* **Given problem A**
Output the word games column below verbatim, from its first line to its last.

Blogs > Jim Collins' Editor's Notebook

Jim Collins is editor emeritus of The News-Herald and also serves as executive in residence at Lakeland Community College. His popular weekly column appears each Sunday in Comment in The News-Herald.

Wednesday, April 22, 2015

Word games provide never-ending challenges

I have always liked word games.
As I mentioned when I recalled remembrances of Downtown Willoughby from around 1934, the word game I played with my mother and brother as we sat in the car while my dad’s band was playing downstairs at the smoke-filled Waldorf Cafe beneath Harry Simon’s store, was rearranging the names of the Cleveland Indians players to spell other words.
These are called anagrams. For example, Roy Weatherly became ... oh, I forget.
But there are other combinations of letters that are not anagrams. If they spell the same word backward or forward, they are called palindromes.

* **Items**

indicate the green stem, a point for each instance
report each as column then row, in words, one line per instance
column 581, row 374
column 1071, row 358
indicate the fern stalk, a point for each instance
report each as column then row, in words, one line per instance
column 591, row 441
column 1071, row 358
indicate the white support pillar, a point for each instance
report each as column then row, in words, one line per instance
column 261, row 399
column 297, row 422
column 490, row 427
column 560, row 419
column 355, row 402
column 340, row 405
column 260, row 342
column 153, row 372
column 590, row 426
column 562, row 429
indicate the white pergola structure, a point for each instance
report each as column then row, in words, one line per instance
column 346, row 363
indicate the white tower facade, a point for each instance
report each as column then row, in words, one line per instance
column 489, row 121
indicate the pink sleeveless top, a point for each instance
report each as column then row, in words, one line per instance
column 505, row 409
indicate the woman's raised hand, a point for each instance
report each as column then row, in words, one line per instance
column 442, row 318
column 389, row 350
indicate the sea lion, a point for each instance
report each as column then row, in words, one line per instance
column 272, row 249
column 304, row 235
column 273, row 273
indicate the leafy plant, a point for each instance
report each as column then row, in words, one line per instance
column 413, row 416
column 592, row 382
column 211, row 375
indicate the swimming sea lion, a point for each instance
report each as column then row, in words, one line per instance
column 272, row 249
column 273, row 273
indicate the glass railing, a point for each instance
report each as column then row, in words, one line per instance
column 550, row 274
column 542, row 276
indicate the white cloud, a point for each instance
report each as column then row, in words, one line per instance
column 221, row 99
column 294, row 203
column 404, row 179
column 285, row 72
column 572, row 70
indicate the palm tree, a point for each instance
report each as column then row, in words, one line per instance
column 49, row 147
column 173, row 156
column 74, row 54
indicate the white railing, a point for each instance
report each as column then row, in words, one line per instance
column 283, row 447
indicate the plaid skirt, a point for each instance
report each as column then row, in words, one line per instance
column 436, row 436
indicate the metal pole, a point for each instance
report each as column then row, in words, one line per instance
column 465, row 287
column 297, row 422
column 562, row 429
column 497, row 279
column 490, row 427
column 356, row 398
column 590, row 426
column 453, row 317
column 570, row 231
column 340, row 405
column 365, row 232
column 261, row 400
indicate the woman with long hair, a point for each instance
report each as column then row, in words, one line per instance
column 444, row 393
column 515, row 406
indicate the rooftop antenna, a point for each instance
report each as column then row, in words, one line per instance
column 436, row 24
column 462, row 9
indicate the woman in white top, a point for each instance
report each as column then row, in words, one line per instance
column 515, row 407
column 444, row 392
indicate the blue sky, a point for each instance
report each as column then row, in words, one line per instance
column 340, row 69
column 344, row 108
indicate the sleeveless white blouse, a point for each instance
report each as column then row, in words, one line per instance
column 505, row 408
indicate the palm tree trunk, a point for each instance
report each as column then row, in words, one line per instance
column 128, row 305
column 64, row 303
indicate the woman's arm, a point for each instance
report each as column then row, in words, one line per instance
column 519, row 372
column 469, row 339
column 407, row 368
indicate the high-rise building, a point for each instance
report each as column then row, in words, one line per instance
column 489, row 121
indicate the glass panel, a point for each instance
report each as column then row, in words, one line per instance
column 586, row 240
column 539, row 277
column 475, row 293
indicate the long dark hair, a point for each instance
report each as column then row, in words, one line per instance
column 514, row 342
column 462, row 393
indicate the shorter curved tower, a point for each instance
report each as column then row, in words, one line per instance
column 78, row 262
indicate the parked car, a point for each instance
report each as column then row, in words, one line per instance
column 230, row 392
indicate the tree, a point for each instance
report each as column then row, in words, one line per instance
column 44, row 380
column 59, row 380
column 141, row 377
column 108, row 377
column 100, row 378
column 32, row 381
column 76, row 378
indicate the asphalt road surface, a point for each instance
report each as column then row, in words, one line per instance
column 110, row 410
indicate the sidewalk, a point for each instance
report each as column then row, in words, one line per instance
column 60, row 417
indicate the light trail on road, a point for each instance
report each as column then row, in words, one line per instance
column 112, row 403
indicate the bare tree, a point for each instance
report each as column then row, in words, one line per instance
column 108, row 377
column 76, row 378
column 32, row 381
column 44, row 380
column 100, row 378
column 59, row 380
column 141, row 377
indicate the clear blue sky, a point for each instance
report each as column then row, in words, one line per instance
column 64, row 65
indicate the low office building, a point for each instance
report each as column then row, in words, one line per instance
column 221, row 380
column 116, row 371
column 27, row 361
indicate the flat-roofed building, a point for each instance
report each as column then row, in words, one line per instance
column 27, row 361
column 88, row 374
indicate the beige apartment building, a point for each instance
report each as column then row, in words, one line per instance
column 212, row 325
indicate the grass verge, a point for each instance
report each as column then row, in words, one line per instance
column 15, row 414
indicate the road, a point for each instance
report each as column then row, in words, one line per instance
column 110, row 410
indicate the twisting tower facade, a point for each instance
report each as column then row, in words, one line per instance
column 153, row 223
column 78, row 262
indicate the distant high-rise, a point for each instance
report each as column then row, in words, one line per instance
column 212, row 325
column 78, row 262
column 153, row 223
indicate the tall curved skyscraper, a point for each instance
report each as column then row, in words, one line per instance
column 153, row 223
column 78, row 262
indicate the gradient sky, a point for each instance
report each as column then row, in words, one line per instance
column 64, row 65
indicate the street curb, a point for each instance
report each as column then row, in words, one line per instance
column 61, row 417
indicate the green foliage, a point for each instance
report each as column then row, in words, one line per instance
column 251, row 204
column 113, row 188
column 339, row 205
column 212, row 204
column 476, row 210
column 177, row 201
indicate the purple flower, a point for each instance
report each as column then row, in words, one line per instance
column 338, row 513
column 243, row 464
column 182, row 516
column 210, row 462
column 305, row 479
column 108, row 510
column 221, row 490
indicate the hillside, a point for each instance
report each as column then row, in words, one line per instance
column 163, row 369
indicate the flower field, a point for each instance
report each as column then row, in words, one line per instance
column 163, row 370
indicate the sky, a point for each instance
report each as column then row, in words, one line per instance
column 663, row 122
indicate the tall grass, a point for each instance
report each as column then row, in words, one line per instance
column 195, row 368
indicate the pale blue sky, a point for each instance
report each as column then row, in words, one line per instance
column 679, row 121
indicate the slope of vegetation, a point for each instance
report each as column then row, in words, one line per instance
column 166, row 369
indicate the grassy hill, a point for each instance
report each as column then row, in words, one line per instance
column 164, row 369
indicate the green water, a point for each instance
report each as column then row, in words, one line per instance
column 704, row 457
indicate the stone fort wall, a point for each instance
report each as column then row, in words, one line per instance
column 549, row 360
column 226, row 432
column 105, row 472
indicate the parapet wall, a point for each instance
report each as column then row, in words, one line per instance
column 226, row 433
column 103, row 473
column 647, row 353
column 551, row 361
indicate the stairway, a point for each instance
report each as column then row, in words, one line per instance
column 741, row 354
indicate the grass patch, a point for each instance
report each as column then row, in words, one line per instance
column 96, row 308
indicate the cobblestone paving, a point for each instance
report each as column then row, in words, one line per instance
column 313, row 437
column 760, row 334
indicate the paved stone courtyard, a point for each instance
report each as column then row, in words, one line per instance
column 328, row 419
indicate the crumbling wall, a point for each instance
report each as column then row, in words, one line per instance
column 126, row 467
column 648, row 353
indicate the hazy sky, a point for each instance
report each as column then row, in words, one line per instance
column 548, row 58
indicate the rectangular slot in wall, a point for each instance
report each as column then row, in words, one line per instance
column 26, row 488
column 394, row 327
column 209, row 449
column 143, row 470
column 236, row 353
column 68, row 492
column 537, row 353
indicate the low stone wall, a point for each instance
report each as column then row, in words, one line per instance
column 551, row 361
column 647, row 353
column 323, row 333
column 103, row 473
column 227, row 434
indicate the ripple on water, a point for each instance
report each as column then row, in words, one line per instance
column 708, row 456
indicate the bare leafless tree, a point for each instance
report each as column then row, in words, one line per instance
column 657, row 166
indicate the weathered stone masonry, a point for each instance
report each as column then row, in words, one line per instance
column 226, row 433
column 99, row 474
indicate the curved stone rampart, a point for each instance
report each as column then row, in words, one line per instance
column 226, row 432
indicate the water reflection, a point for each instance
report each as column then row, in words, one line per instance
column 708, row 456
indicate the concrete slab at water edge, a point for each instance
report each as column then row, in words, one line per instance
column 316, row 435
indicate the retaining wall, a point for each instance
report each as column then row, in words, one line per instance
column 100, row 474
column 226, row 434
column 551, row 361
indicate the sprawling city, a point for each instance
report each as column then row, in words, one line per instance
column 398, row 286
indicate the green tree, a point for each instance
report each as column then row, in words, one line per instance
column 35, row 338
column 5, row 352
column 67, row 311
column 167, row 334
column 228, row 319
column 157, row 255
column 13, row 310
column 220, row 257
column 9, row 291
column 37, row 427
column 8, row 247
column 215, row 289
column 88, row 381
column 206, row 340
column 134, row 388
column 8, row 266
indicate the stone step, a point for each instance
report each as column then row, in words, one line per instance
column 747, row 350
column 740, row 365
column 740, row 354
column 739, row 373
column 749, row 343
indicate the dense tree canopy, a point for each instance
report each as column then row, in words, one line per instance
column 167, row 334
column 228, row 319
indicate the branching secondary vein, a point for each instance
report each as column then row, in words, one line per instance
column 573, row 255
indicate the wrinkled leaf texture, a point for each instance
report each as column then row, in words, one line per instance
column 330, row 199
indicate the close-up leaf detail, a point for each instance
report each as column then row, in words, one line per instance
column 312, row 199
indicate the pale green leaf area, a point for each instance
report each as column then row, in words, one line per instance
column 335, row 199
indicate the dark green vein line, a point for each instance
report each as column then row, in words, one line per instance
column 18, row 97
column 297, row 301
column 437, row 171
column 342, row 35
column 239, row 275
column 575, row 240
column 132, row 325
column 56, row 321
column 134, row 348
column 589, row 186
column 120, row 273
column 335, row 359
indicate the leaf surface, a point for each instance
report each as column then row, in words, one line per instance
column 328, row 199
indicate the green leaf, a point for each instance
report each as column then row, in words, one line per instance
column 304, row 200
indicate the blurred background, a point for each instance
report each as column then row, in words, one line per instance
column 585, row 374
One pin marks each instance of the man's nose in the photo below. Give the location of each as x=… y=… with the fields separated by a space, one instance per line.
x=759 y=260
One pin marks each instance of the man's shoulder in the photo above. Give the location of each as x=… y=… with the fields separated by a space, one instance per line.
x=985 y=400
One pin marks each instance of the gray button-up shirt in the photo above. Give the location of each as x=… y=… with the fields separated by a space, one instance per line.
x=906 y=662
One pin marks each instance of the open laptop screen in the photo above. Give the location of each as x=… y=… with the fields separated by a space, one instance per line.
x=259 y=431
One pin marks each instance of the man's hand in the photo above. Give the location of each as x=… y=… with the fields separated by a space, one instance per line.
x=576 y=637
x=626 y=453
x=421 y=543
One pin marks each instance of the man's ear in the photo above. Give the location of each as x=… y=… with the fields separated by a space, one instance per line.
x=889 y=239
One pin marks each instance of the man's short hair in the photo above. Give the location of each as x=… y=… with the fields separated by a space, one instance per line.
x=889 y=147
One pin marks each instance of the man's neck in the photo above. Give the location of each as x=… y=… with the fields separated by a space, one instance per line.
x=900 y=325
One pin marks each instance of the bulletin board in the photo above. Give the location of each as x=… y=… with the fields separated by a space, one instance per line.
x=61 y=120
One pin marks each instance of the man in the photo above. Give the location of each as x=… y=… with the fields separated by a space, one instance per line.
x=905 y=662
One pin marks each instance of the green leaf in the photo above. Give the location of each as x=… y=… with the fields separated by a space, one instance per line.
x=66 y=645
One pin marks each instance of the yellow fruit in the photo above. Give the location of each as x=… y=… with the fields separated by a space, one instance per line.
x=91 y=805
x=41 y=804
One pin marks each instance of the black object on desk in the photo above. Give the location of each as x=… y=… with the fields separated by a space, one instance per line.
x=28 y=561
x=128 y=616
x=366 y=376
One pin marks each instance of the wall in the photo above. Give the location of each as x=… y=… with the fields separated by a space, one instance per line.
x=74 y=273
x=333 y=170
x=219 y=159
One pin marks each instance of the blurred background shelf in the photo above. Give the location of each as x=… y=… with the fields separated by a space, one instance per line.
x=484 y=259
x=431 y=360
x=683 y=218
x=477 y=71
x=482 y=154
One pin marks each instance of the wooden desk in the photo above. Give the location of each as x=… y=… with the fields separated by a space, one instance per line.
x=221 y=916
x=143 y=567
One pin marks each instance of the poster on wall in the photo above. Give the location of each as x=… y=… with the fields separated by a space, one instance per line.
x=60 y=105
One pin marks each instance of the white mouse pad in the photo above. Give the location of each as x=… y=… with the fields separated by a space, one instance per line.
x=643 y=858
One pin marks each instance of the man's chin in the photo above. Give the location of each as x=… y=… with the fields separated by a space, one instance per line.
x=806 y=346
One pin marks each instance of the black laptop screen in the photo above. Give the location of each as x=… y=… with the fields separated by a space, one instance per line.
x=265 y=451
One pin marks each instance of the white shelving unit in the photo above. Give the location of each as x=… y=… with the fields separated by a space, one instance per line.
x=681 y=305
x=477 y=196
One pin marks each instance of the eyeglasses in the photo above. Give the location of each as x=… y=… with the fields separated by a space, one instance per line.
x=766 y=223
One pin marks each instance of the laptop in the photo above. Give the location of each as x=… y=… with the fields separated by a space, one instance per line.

* **Given problem B**
Format the lines of the listing above, from the line with "indicate the parapet" to the line with "column 648, row 353", as a numbered list, including both of those lines, leaving out blank lines, and giving nothing else.

* **Finished answer A**
Blogs > Jim Collins' Editor's Notebook

Jim Collins is editor emeritus of The News-Herald and also serves as executive in residence at Lakeland Community College. His popular weekly column appears each Sunday in Comment in The News-Herald.

Wednesday, April 22, 2015

Word games provide never-ending challenges

I have always liked word games.
As I mentioned when I recalled remembrances of Downtown Willoughby from around 1934, the word game I played with my mother and brother as we sat in the car while my dad’s band was playing downstairs at the smoke-filled Waldorf Cafe beneath Harry Simon’s store, was rearranging the names of the Cleveland Indians players to spell other words.
These are called anagrams. For example, Roy Weatherly became ... oh, I forget.
But there are other combinations of letters that are not anagrams. If they spell the same word backward or forward, they are called palindromes.

* **Finished answer B**
1. indicate the parapet wall, a point for each instance
2. report each as column then row, in words, one line per instance
3. column 226, row 433
4. column 103, row 473
5. column 647, row 353
6. column 551, row 361
7. indicate the stairway, a point for each instance
8. report each as column then row, in words, one line per instance
9. column 741, row 354
10. indicate the grass patch, a point for each instance
11. report each as column then row, in words, one line per instance
12. column 96, row 308
13. indicate the cobblestone paving, a point for each instance
14. report each as column then row, in words, one line per instance
15. column 313, row 437
16. column 760, row 334
17. indicate the paved stone courtyard, a point for each instance
18. report each as column then row, in words, one line per instance
19. column 328, row 419
20. indicate the crumbling wall, a point for each instance
21. report each as column then row, in words, one line per instance
22. column 126, row 467
23. column 648, row 353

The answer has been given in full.